Source extract:
Is too dangerous to send kids to school in Venezuela...




*Why Venezuelan parents keep children at home*
_Tue, 23 May 2017 - As the political crisis in Venezuela deepens, more parents choose not to send their children to school._


> Venezuela is gripped by an ever-deepening economic and political crisis that has triggered almost daily anti-government protests since April.  Triple-digit inflation, a high crime rate and clashes between protesters and security forces have affected the lives of many, including schoolchildren.  "We're not living in normal times," says former professional football player Andrew Páez, 48, who has decided to keep his two sons at home.  Manuel, 12, and Mathias, 10, have not been to school since 19 April. "Our priority at this point is to keep them safe," Mr Páez says.  Mathias and Manuel attend La Salle Education Centre, a private school run by the Christian Brothers Catholic religious order in the western town of Mérida.
> 
> 
> 
> 
> 
> Andrew Páez and his wife Sara Yépez are not sending Manuel and Mathias to school​
> On that day, director Javier Ramírez tells me, the school was closed for independence day, but he was in his office doing some grading.  Outside, anti-government protesters were marching.  When Mr Ramírez heard some noise and went to investigate, he found a group of about 40 demonstrators had taken shelter inside the school after police had tried to disperse them.  Some of them had been injured.  Mr Ramírez called the local emergency services, who took away those too badly wounded to walk, and then he asked the remaining protesters to leave, which they did peacefully.
> 
> 'It was terrible'
> 
> Not long after, however, a group of six people forced the locks on the main gate and broke into the school grounds on motorcycles.  Brother Freddy, one of the Christian Brothers teaching at the school, lives in a house on the grounds.  After helping tend to the wounded protesters, Brother Freddy returned to the house.
> 
> 
> 
> 
> 
> Javier Ramírez was doing some grading when protesters took refuge in the school​
> There he was with his sister, a school administrator, and her husband, when the motorcycle gang broke through the main gate.  "Some were masked, others not, some had weapons such as bats, others did not," Brother Freddy recalls.  "They broke the windows of all the cars parked here and ripped out their radios and sound systems, bashing the cars as they went."  "Not satisfied with that, they broke down the door to the house, smashing everything in their way."  "It was terrible. I thought, when they get to us they're going to give us a bashing, too," Brother Freddy says.  "I was standing on the top of the stairs, with my hands in the air and my eyes closed as two of them came up the stairs."  The two told Brother Freddy to hand over his phone, which he did, and then one of them gave a signal and they all left.  "They took everything, all the food, and what they couldn't take they destroyed, such as the microwave. "They even overturned the pots with the plants!"
> 
> *Rampage out of revenge?*


----------



## waltky

Chaos in Caracas...

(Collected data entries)
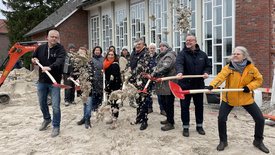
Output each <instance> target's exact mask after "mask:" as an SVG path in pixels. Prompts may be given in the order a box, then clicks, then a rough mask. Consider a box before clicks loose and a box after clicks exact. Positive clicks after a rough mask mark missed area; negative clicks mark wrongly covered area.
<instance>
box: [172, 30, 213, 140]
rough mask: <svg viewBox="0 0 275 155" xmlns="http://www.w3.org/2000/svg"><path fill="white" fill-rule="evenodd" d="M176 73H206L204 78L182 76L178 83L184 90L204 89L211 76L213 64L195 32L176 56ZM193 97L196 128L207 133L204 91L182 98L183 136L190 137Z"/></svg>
mask: <svg viewBox="0 0 275 155" xmlns="http://www.w3.org/2000/svg"><path fill="white" fill-rule="evenodd" d="M175 68H176V73H177V76H180V77H181V76H184V75H204V77H203V78H182V79H181V80H179V81H178V84H179V85H180V87H181V88H182V89H183V90H190V89H203V88H204V79H206V78H208V77H209V75H208V74H209V73H210V71H211V65H210V63H209V60H208V57H207V55H206V54H205V53H204V52H203V51H201V50H200V47H199V45H198V44H197V40H196V37H195V36H194V35H193V34H188V35H187V37H186V45H185V46H184V49H183V50H182V51H181V52H180V53H179V54H178V56H177V58H176V64H175ZM191 97H193V101H194V105H195V116H196V130H197V132H198V133H199V134H201V135H205V131H204V130H203V127H202V123H203V93H199V94H188V95H185V99H184V100H180V105H181V120H182V124H183V136H185V137H189V126H190V125H189V121H190V113H189V106H190V100H191Z"/></svg>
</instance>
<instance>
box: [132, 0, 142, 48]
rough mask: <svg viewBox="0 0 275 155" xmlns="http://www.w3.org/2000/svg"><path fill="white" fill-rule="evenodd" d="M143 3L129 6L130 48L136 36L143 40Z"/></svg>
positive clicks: (135, 39) (135, 38)
mask: <svg viewBox="0 0 275 155" xmlns="http://www.w3.org/2000/svg"><path fill="white" fill-rule="evenodd" d="M144 5H145V3H144V2H142V3H139V4H135V5H132V6H131V41H132V44H131V48H130V49H132V48H133V47H134V42H135V40H136V39H137V38H141V39H142V40H143V41H144V42H145V8H144Z"/></svg>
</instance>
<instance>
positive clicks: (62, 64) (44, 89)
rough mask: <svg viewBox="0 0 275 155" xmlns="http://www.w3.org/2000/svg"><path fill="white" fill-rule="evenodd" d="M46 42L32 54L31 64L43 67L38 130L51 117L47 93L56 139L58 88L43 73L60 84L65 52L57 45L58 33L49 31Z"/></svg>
mask: <svg viewBox="0 0 275 155" xmlns="http://www.w3.org/2000/svg"><path fill="white" fill-rule="evenodd" d="M47 40H48V42H47V43H46V44H44V45H40V46H39V47H37V49H36V50H35V52H34V54H33V59H32V62H33V63H34V64H36V61H38V62H39V63H40V64H41V65H42V66H44V67H43V68H39V82H38V85H37V94H38V99H39V104H40V109H41V111H42V113H43V118H44V121H43V123H42V125H41V127H40V128H39V130H40V131H42V130H45V129H46V128H47V126H48V125H49V124H50V123H51V115H50V112H49V107H48V104H47V96H48V92H49V93H50V96H51V103H52V108H53V122H52V125H53V130H52V133H51V136H52V137H56V136H58V135H59V131H60V120H61V111H60V88H58V87H55V86H53V85H52V84H53V82H52V81H51V79H50V78H49V77H48V75H47V74H46V73H45V72H46V71H48V72H50V74H51V75H52V76H53V77H54V78H55V80H56V82H57V83H60V81H61V78H62V70H63V64H64V60H65V57H66V51H65V49H64V47H63V46H62V45H61V44H59V43H58V42H59V32H58V31H56V30H51V31H49V33H48V36H47Z"/></svg>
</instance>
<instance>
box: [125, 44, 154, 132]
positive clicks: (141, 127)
mask: <svg viewBox="0 0 275 155" xmlns="http://www.w3.org/2000/svg"><path fill="white" fill-rule="evenodd" d="M135 45H136V46H135V48H134V50H133V52H132V53H131V57H130V66H131V73H132V76H131V78H130V79H129V81H130V82H131V83H133V84H134V86H135V87H136V88H137V89H138V90H143V88H144V87H145V85H146V83H147V81H148V80H147V79H146V78H145V77H143V76H142V75H140V74H141V73H142V72H145V73H149V66H150V55H149V52H148V51H147V48H146V47H145V46H144V42H143V41H142V40H141V39H136V40H135ZM136 103H137V104H138V108H137V118H136V124H137V123H142V124H141V126H140V130H145V129H146V128H147V126H148V124H147V120H148V118H147V115H148V105H147V103H148V94H145V93H140V94H139V97H138V98H136Z"/></svg>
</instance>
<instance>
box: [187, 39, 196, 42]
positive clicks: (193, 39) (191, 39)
mask: <svg viewBox="0 0 275 155" xmlns="http://www.w3.org/2000/svg"><path fill="white" fill-rule="evenodd" d="M192 41H195V39H190V40H186V42H192Z"/></svg>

Task instructions: Which people does the article on Venezuelan parents keeping their children at home mention by name? Answer using only the text, not the lines.

Written response: Andrew Páez, Sara Yépez, Manuel, Mathias, Javier Ramírez, Brother Freddy